Task statement | Extract every line of the material below that contains the string "swimming", copying each line in full.

Task material |

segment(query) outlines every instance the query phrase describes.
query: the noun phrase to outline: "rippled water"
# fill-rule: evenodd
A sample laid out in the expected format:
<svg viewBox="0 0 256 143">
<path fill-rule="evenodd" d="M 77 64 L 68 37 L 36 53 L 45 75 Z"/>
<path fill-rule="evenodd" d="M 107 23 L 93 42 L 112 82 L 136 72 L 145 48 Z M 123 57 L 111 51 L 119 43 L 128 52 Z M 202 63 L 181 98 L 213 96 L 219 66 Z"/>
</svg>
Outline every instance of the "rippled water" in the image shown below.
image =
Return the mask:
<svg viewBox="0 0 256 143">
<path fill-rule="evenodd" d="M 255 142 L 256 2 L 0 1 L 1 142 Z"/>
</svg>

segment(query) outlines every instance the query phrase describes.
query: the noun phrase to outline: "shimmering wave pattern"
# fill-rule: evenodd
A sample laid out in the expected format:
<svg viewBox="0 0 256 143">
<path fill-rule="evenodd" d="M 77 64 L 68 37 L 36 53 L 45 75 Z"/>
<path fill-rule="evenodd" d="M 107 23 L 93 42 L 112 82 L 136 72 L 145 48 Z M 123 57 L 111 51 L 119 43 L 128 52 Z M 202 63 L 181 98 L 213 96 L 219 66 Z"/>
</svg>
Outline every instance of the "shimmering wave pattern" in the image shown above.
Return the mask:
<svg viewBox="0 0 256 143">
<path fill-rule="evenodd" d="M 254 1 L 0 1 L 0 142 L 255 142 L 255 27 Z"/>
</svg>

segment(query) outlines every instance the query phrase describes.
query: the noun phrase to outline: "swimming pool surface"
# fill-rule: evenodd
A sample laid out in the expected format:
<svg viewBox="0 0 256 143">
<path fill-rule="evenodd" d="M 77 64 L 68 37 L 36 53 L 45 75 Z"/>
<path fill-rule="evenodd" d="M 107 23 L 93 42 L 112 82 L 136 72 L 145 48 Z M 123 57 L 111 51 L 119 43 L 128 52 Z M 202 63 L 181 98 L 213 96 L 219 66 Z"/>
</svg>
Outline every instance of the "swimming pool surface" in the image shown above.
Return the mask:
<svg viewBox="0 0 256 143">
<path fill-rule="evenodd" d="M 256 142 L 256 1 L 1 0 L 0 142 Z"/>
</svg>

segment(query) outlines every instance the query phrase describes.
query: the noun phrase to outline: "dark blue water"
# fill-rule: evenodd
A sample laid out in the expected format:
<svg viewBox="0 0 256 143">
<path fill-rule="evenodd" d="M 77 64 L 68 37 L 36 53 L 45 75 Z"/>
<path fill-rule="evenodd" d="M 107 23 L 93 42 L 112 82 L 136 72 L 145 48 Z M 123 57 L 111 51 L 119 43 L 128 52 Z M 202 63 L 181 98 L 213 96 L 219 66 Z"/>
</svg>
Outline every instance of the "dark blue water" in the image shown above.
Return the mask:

Reply |
query: the noun phrase to outline: "swimming pool surface"
Outline every instance of the "swimming pool surface" in the image shown above.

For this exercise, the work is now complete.